[Saved entries]

============================================================

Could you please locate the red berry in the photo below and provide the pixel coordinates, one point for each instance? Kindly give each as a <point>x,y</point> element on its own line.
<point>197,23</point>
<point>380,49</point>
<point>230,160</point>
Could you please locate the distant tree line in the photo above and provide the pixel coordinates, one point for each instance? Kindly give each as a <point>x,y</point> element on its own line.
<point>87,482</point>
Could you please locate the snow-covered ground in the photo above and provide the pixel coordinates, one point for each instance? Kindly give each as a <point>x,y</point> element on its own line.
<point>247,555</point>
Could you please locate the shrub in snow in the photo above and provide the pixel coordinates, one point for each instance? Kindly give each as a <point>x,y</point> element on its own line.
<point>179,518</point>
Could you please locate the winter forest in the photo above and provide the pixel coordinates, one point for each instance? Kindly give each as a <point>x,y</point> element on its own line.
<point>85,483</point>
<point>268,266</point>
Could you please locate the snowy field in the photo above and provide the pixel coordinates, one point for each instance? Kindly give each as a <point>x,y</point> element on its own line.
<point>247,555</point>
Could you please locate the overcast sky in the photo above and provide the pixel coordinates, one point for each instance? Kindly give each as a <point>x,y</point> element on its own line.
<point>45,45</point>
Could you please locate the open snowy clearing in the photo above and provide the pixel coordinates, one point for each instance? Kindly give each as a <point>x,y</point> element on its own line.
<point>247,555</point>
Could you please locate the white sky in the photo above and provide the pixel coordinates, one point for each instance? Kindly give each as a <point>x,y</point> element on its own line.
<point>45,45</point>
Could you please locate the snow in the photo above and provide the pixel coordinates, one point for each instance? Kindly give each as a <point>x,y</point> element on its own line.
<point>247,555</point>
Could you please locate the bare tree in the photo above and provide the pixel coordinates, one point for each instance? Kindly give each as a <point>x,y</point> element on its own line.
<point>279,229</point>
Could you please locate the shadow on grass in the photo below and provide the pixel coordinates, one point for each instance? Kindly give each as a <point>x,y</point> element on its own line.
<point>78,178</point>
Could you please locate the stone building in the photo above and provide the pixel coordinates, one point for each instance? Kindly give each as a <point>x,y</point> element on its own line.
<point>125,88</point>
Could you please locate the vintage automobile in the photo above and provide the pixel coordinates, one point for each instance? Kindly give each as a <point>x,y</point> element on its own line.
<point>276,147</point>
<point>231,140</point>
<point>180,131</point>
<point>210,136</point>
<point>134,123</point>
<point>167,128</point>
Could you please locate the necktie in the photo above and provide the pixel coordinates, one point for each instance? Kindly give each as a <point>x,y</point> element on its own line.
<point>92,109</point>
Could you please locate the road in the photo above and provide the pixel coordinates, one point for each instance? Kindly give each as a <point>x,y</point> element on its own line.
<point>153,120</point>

============================================================

[Task requirements]
This exercise calls for the entries to be restated exactly.

[Response to the task]
Could you please locate the red berry in the photo below and provide the pixel coordinates, one point for each instance? Kindly give each as a <point>x,y</point> element on its own line.
<point>197,23</point>
<point>380,49</point>
<point>230,160</point>
Could you please locate the distant tree line in the photo above and provide the pixel coordinates, one point for each instance? Kindly give each as a <point>x,y</point> element on its own line.
<point>87,482</point>
Could you please locate the snow-covered ground in the photo above and provide the pixel coordinates, one point for each instance? Kindly give each as a <point>x,y</point> element on its own line.
<point>247,555</point>
Could you please locate the shrub in snow in the photo above and provide the pixel coordinates, one point for each instance? Kindly give each as a <point>x,y</point> element on its own line.
<point>179,518</point>
Could you please locate the winter forest in the photo above and provide the pixel coordinates, one point for each instance? Kindly give each as a <point>x,y</point> element on its own line.
<point>85,483</point>
<point>268,266</point>
Could you please locate the snowy field in the photo above and provide the pixel coordinates, one point for each instance? Kindly give each as a <point>x,y</point> element on its own line.
<point>247,555</point>
Could you please locate the overcast sky in the photo above and provide the pixel coordinates, one point for each instance? Kindly give each as a <point>x,y</point> element on its own line.
<point>45,45</point>
Could you please locate the open snowy clearing in the photo above and provide the pixel coordinates, one point for each instance? Kindly give each as a <point>x,y</point> element on its own line.
<point>247,555</point>
Could you please locate the white sky in the photo above and provide the pixel coordinates, one point for each instance? Kindly give each as a <point>x,y</point> element on its own line.
<point>45,45</point>
Could you please locate the snow in the photo above and provide the pixel coordinates, one point for each instance? Kindly give each as a <point>x,y</point> element on its own line.
<point>247,555</point>
Could you please locate the bare tree in the photo above and provide the pixel coordinates, one point for each instance? Kindly give each as a <point>x,y</point> element on its own line.
<point>279,229</point>
Could you please locate the shadow on grass in the photo below and provide the pixel coordinates, one point for each instance? Kindly give each as a <point>x,y</point> element on its own line.
<point>78,178</point>
Could you please locate the stone building in the photo above and provide the pixel coordinates, one point for each instance? Kindly give each as a <point>x,y</point> element on its own line.
<point>125,88</point>
Could you please locate the vintage automobile in the photo above and provide the pixel coordinates, one point for each instance? Kindly give each as a <point>x,y</point> element on its own line.
<point>276,147</point>
<point>231,140</point>
<point>180,131</point>
<point>210,136</point>
<point>134,123</point>
<point>167,128</point>
Could you please locate the necktie in the photo above and provide the pixel coordinates, one point for each instance? Kindly give each as a <point>x,y</point> element on its own line.
<point>92,109</point>
Could you please locate the road in the photo above and provide the pixel coordinates, one point for each instance? Kindly give each as a <point>x,y</point> element on its own line.
<point>153,120</point>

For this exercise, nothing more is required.